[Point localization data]

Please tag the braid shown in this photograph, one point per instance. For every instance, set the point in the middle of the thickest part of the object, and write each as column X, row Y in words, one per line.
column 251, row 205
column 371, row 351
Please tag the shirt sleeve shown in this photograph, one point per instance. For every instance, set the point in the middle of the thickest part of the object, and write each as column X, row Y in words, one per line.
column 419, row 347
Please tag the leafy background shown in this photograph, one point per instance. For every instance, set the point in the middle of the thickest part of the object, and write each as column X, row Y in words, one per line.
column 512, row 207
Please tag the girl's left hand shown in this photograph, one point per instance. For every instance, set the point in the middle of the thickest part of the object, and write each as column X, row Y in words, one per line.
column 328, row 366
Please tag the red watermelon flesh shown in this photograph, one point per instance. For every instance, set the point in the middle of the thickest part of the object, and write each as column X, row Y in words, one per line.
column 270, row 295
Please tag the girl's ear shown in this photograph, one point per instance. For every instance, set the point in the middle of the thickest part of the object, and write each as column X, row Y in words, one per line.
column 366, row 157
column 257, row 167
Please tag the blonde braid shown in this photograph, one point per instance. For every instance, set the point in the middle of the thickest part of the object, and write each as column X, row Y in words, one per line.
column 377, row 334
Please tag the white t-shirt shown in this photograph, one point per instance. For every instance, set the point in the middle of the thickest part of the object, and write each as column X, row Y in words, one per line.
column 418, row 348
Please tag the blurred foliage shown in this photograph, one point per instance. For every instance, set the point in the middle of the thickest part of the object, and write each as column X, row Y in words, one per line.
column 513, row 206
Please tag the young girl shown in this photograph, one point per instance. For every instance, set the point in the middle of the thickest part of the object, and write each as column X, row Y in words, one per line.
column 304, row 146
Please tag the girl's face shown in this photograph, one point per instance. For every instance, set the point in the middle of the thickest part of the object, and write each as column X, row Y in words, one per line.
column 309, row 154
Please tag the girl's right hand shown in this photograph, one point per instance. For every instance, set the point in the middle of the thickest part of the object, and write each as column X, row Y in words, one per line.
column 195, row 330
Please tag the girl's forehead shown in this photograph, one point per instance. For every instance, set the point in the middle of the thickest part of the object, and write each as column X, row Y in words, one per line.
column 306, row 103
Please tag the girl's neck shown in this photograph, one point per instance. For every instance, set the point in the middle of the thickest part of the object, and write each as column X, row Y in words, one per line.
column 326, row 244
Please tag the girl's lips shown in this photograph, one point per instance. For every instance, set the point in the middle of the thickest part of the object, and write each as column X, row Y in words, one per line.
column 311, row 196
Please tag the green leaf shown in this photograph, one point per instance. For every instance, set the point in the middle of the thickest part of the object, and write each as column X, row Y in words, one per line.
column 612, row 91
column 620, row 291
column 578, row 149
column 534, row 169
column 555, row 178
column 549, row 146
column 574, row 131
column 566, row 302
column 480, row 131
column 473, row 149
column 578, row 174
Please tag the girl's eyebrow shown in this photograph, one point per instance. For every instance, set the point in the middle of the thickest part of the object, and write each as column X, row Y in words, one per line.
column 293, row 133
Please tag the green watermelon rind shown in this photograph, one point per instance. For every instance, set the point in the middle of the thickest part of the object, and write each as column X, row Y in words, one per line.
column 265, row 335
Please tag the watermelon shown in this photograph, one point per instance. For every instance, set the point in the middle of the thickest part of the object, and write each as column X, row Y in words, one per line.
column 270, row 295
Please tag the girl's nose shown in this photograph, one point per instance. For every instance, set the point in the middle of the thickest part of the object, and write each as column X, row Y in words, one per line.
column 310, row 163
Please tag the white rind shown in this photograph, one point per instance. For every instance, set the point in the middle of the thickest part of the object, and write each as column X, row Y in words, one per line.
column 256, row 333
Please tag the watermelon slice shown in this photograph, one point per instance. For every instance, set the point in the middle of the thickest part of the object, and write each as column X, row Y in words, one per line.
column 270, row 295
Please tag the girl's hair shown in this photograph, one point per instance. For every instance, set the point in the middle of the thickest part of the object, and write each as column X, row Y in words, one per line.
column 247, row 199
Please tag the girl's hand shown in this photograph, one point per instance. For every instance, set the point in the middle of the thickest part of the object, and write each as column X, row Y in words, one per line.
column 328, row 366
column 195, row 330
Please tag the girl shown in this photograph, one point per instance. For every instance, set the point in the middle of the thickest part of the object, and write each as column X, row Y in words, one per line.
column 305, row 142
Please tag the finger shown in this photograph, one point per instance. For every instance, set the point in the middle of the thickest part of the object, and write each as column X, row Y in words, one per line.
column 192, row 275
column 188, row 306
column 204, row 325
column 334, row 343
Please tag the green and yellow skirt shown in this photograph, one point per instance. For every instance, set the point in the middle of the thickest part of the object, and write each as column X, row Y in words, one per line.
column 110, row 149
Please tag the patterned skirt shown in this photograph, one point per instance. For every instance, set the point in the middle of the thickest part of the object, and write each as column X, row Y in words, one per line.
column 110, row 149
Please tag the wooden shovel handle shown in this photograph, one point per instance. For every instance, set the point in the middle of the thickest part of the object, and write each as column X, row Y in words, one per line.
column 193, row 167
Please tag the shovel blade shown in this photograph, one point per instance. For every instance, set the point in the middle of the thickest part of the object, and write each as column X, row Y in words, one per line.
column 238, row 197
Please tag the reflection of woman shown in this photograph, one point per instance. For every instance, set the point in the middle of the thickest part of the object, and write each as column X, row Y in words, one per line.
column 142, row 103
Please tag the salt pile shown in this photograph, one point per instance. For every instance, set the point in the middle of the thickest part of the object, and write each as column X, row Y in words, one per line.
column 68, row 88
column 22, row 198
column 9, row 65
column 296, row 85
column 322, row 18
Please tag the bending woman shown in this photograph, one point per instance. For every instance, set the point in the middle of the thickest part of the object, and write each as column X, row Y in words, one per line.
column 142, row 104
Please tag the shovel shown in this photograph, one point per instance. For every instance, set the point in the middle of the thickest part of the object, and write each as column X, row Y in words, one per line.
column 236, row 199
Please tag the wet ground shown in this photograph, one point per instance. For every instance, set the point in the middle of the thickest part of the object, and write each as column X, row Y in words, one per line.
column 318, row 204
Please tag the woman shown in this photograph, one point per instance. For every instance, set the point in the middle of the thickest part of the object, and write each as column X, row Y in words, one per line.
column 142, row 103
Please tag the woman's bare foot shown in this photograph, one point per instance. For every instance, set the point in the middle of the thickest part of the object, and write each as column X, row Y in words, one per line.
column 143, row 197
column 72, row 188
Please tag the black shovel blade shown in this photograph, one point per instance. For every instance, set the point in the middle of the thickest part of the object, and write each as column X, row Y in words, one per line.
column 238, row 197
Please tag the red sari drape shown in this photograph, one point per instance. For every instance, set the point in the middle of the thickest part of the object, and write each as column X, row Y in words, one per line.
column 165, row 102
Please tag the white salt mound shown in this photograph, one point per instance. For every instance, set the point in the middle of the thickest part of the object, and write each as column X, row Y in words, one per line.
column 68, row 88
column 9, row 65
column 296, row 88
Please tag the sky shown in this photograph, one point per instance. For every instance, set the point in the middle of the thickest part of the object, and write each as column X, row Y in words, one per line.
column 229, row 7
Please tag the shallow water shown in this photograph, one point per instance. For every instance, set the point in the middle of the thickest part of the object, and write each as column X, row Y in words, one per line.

**TASK PROMPT:**
Each record is to be given again in full, exactly as it reads.

**SOLUTION:**
Please tag the braid shown in this photograph, one point per instance. For every instance, set the point in the middle of the thickest part of the object, and write each as column X, row Y in words, one per line.
column 251, row 205
column 371, row 351
Please tag the shirt sleeve shown in this photograph, one point per instance. For every instance, set the point in the middle of the thickest part of the object, and write each as column X, row Y in words, one per line.
column 419, row 347
Please tag the leafy background shown in this photograph, one point per instance. For every instance, set the point in the middle of the thickest part of the object, and write each as column X, row Y in words, one per line.
column 512, row 207
Please tag the girl's left hand shown in this photograph, one point per instance. For every instance, set the point in the middle of the thickest part of the object, and write each as column X, row Y in words, one per line.
column 328, row 366
Please tag the red watermelon flesh shown in this photograph, one point per instance. For every instance, set the point in the middle of the thickest part of the object, and write each as column X, row Y in words, one per line.
column 270, row 295
Please tag the girl's ear shown in this photograph, one point per instance. For every instance, set the point in the middle of the thickest part of the object, and write each as column X, row Y in words, one per line.
column 366, row 157
column 257, row 167
Please tag the blonde braid shown in this photograph, one point per instance. For every instance, set the point in the middle of the thickest part of the object, and write each as column X, row Y in words, one per line.
column 377, row 334
Please tag the white t-shirt shown in this photograph, one point per instance. For every instance, set the point in the middle of the thickest part of the object, and write each as column X, row Y in words, one per line.
column 418, row 348
Please tag the blurred foliage shown in this photograph, one point per instance. For every instance, set the point in the middle of the thickest part of the object, and write each as column X, row Y in words, one per line.
column 513, row 206
Please tag the young girl shown in this photograph, one point per instance. For every instance, set the point in the middle of the thickest part of the object, and write each as column X, row Y in words, one per line.
column 304, row 146
Please tag the girl's face shown in this photograph, one point per instance. For every instance, set the point in the middle of the thickest part of the object, and write each as column X, row Y in words, one per line.
column 309, row 154
Please tag the girl's right hand shown in this photograph, one point per instance. For every instance, set the point in the middle of the thickest part of the object, and write each as column X, row Y in words, one per line.
column 195, row 330
Please tag the girl's forehead shown in this photograph, one point per instance. For every instance, set the point in the middle of the thickest part of the object, and write each as column X, row Y in words, one per line.
column 306, row 103
Please tag the girl's neck shown in this photograph, one point per instance. For every instance, set the point in the middle of the thickest part of the object, and write each as column X, row Y in words, one per line.
column 326, row 244
Please tag the girl's lips shown in this photograph, one point per instance. For every instance, set the point in the middle of the thickest part of the object, and write each as column X, row Y in words, one per line.
column 311, row 196
Please tag the green leaf shown in this photograph, one point per instance. For every instance, set the point in the middle of the thickest part of the object, and write each as column X, row Y in words, one per line.
column 612, row 91
column 620, row 291
column 578, row 149
column 534, row 169
column 555, row 178
column 549, row 146
column 574, row 131
column 566, row 302
column 480, row 131
column 473, row 149
column 578, row 174
Please tag the girl's eyebrow shown in this photograph, one point per instance. For every instance, set the point in the middle of the thickest part of the object, and write each as column X, row Y in words, one per line.
column 293, row 133
Please tag the green watermelon rind shown in this photograph, one point per instance. For every instance, set the point in the middle of the thickest part of the object, and write each as column X, row Y in words, one per line.
column 265, row 335
Please tag the watermelon shown in this photograph, one point per instance. For every instance, set the point in the middle of the thickest part of the object, and write each as column X, row Y in words, one per line.
column 270, row 295
Please tag the girl's nose shown in this photograph, one point per instance. For every instance, set the point in the middle of the thickest part of the object, and write each as column X, row Y in words, one per line.
column 310, row 163
Please tag the white rind shown in this photograph, one point per instance. For every instance, set the point in the middle of the thickest part of the object, and write each as column X, row Y in words, one per line.
column 256, row 333
Please tag the watermelon slice shown in this photograph, one point per instance. For every instance, set the point in the middle of the thickest part of the object, and write each as column X, row Y in words, one per line.
column 270, row 295
Please tag the girl's hair shown in this photograph, one point per instance. For every instance, set the point in the middle of the thickest part of the object, and write each as column X, row Y in words, one per line.
column 247, row 199
Please tag the girl's hand shown in this photograph, one point per instance. For every instance, set the point in the middle of the thickest part of the object, and write each as column X, row Y in words, one per line.
column 328, row 366
column 195, row 330
Please tag the girl shown in this photograph, one point per instance. For every instance, set the point in the middle of the thickest part of the object, and write each as column X, row Y in words, one per line.
column 305, row 142
Please tag the finger shown in this photograph, one point per instance. For every instance, set the point in the middle of the thickest part of the object, and write each as column X, row Y in words, one per line.
column 192, row 275
column 188, row 306
column 204, row 325
column 334, row 343
Please tag the green and yellow skirt shown in this photograph, one point per instance. For every instance, set the point in the middle of the thickest part of the object, and write each as column X, row Y in words, one per line.
column 110, row 149
Please tag the patterned skirt shown in this photograph, one point per instance. For every instance, set the point in the middle of the thickest part of the object, and write each as column X, row Y in words, one per line.
column 110, row 149
Please tag the wooden shovel handle shown in this photograph, one point per instance. For every instance, set the point in the middle of the thickest part of the object, and write each as column X, row Y in words, one per line.
column 193, row 167
Please tag the shovel blade shown in this photograph, one point per instance. For every instance, set the point in the middle of the thickest part of the object, and write each as column X, row Y in words, one per line.
column 238, row 197
Please tag the reflection of woman shown in this photograph, one point per instance. For every instance, set the point in the middle of the thickest part of the object, and write each as column X, row Y in words, one per line.
column 142, row 103
Please tag the salt pile shown in this photograph, one point per instance. For every instance, set the point in the middle of the thickest part of the object, and write each as column X, row Y in words, one per line.
column 68, row 88
column 22, row 198
column 9, row 65
column 296, row 85
column 322, row 18
Please tag the bending woman shown in this photograph, one point per instance. For every instance, set the point in the middle of the thickest part of the object, and write each as column X, row Y in words, one per line.
column 142, row 104
Please tag the shovel shown in this photograph, one point per instance. For every instance, set the point in the middle of the thickest part of the object, and write each as column X, row Y in words, one per line.
column 236, row 199
Please tag the wet ground shown in this photograph, one point per instance. For every instance, set the point in the middle of the thickest part of the object, and write each as column X, row Y in words, one per line.
column 318, row 204
Please tag the woman shown in this photograph, one point per instance. For every instance, set the point in the middle of the thickest part of the object, and write each as column X, row Y in words, one per line.
column 142, row 103
Please tag the woman's bare foot shown in this photograph, one point per instance. For every instance, set the point in the middle of the thickest part of the object, and write each as column X, row Y in words, one per line.
column 143, row 197
column 72, row 188
Please tag the black shovel blade shown in this photograph, one point per instance. For every instance, set the point in the middle of the thickest part of the object, and write each as column X, row Y in words, one per line.
column 238, row 197
Please tag the red sari drape shown in this photograph, one point per instance. For every instance, set the point in the middle of the thickest part of the object, and write each as column X, row Y in words, one per line.
column 165, row 102
Please tag the white salt mound shown in this photograph, one point per instance. For every instance, set the point in the middle of the thickest part of the object, and write each as column X, row Y in words, one per line.
column 68, row 88
column 9, row 65
column 296, row 88
Please tag the sky shown in this photograph, one point per instance. For every instance, set the point in the middle of the thickest part of the object, and write each as column X, row Y in words, one per line.
column 229, row 7
Please tag the shallow water shown in this photograph, one point per instance. For every instance, set the point in the middle of the thickest part of the object, and write each as column X, row Y in words, one per line.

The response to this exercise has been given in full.